PROVIDED PASSAGE

A review by sage5357
God Land: A Story of Faith, Loss, and Renewal in Middle America by Lyz Lenz

3.0

This was a fascinating read. I definitely enjoyed the memoir parts more, but I liked how she wove together memoir and her experiences as a journalist in Middle America. I am a lifelong, albeit rural, East Coaster, and the Midwest just seems so different to me. Although I for sure can relate to the rural community/mentality. My experiences in the church were similar. I attended the same church from age 5 until about 22 (sporadically in college), and it was a community and a home, until it wasn’t, and my family decided to leave. The heartbreak and separation period and “new normal” is very real. I do not attend any church and haven’t for years, but still seek a spiritual community. I might go back to church eventually, but it will have to align with my liberal values and morals.

EXERCISE
Reproduce the portion of the review of God Land starting with "This was a fascinating" and going on through "values and morals.".

RECORD LIST

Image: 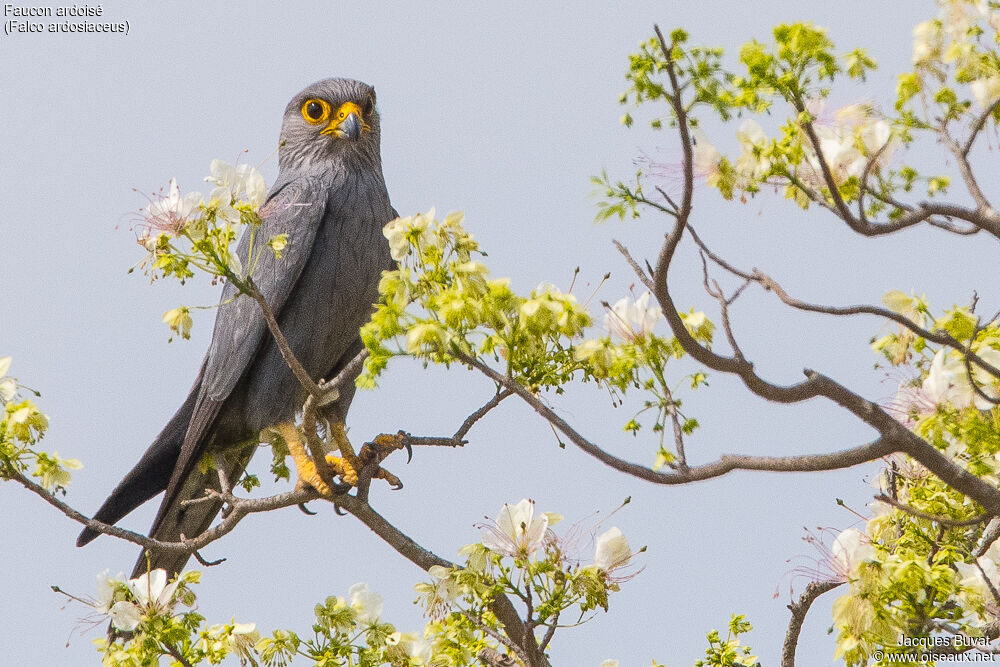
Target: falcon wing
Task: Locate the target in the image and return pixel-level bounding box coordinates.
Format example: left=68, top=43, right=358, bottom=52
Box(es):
left=202, top=176, right=329, bottom=401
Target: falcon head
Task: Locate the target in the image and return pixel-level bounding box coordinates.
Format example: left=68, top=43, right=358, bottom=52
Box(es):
left=278, top=79, right=379, bottom=167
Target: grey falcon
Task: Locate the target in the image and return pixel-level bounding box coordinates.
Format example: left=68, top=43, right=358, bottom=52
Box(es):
left=77, top=78, right=397, bottom=576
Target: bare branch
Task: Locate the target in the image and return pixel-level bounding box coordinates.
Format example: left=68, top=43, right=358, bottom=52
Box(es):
left=451, top=389, right=514, bottom=440
left=781, top=581, right=842, bottom=667
left=962, top=98, right=1000, bottom=158
left=875, top=493, right=990, bottom=528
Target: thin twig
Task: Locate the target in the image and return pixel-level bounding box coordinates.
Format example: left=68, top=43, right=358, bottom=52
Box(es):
left=875, top=493, right=990, bottom=528
left=781, top=581, right=843, bottom=667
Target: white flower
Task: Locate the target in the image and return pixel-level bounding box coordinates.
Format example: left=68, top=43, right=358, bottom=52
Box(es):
left=897, top=347, right=1000, bottom=415
left=0, top=357, right=17, bottom=405
left=396, top=632, right=433, bottom=665
left=736, top=118, right=771, bottom=180
left=382, top=208, right=434, bottom=262
left=347, top=583, right=382, bottom=624
left=144, top=178, right=204, bottom=234
left=691, top=127, right=722, bottom=186
left=801, top=104, right=899, bottom=186
left=108, top=600, right=142, bottom=632
left=128, top=568, right=178, bottom=612
left=94, top=570, right=125, bottom=614
left=483, top=498, right=549, bottom=558
left=34, top=452, right=83, bottom=491
left=205, top=159, right=267, bottom=211
left=830, top=528, right=877, bottom=581
left=241, top=165, right=267, bottom=211
left=913, top=21, right=943, bottom=65
left=205, top=158, right=239, bottom=194
left=604, top=292, right=663, bottom=343
left=955, top=542, right=1000, bottom=615
left=969, top=76, right=1000, bottom=109
left=208, top=186, right=240, bottom=225
left=594, top=526, right=632, bottom=574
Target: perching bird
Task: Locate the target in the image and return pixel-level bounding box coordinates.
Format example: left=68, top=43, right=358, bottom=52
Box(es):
left=77, top=79, right=397, bottom=576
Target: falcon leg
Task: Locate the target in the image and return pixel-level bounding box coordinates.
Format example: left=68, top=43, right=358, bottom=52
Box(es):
left=326, top=422, right=406, bottom=489
left=277, top=421, right=409, bottom=499
left=277, top=422, right=334, bottom=498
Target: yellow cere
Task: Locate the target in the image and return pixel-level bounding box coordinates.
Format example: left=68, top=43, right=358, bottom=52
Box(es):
left=318, top=102, right=372, bottom=134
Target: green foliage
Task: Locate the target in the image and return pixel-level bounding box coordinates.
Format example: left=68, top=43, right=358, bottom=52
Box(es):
left=0, top=357, right=83, bottom=495
left=357, top=211, right=714, bottom=465
left=694, top=614, right=757, bottom=667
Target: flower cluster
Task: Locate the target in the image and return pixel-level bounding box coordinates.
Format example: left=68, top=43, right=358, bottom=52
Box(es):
left=0, top=356, right=83, bottom=493
left=364, top=210, right=714, bottom=466
left=416, top=498, right=644, bottom=664
left=91, top=569, right=260, bottom=665
left=136, top=160, right=287, bottom=338
left=359, top=210, right=591, bottom=396
left=91, top=569, right=434, bottom=667
left=796, top=291, right=1000, bottom=665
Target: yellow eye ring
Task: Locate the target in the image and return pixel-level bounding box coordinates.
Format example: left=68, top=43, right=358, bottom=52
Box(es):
left=301, top=97, right=330, bottom=125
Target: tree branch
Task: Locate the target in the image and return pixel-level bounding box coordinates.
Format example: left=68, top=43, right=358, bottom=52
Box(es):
left=781, top=581, right=843, bottom=667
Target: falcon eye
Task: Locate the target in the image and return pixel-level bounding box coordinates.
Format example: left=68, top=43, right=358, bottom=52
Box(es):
left=302, top=98, right=330, bottom=124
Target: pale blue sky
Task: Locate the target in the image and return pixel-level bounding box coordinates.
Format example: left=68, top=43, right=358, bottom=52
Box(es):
left=0, top=0, right=997, bottom=667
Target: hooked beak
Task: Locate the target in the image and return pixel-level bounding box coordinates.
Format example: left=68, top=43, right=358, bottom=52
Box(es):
left=322, top=102, right=371, bottom=141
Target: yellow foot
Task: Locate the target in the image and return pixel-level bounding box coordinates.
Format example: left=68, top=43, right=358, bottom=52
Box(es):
left=278, top=422, right=334, bottom=498
left=277, top=422, right=409, bottom=498
left=358, top=432, right=412, bottom=489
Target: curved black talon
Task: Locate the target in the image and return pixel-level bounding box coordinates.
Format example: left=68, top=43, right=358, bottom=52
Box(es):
left=399, top=432, right=413, bottom=464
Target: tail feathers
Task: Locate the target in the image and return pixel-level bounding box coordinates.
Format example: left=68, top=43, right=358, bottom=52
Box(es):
left=132, top=443, right=256, bottom=577
left=76, top=438, right=184, bottom=547
left=76, top=363, right=205, bottom=547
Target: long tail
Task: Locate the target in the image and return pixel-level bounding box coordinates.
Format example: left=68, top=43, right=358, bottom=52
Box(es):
left=76, top=386, right=201, bottom=547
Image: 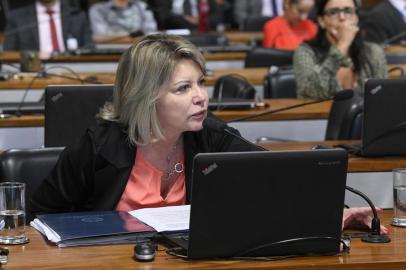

OUTPUT FOR THIS EXERCISE
This was a fascinating read. I definitely enjoyed the memoir parts more, but I liked how she wove together memoir and her experiences as a journalist in Middle America. I am a lifelong, albeit rural, East Coaster, and the Midwest just seems so different to me. Although I for sure can relate to the rural community/mentality. My experiences in the church were similar. I attended the same church from age 5 until about 22 (sporadically in college), and it was a community and a home, until it wasn’t, and my family decided to leave. The heartbreak and separation period and “new normal” is very real. I do not attend any church and haven’t for years, but still seek a spiritual community. I might go back to church eventually, but it will have to align with my liberal values and morals.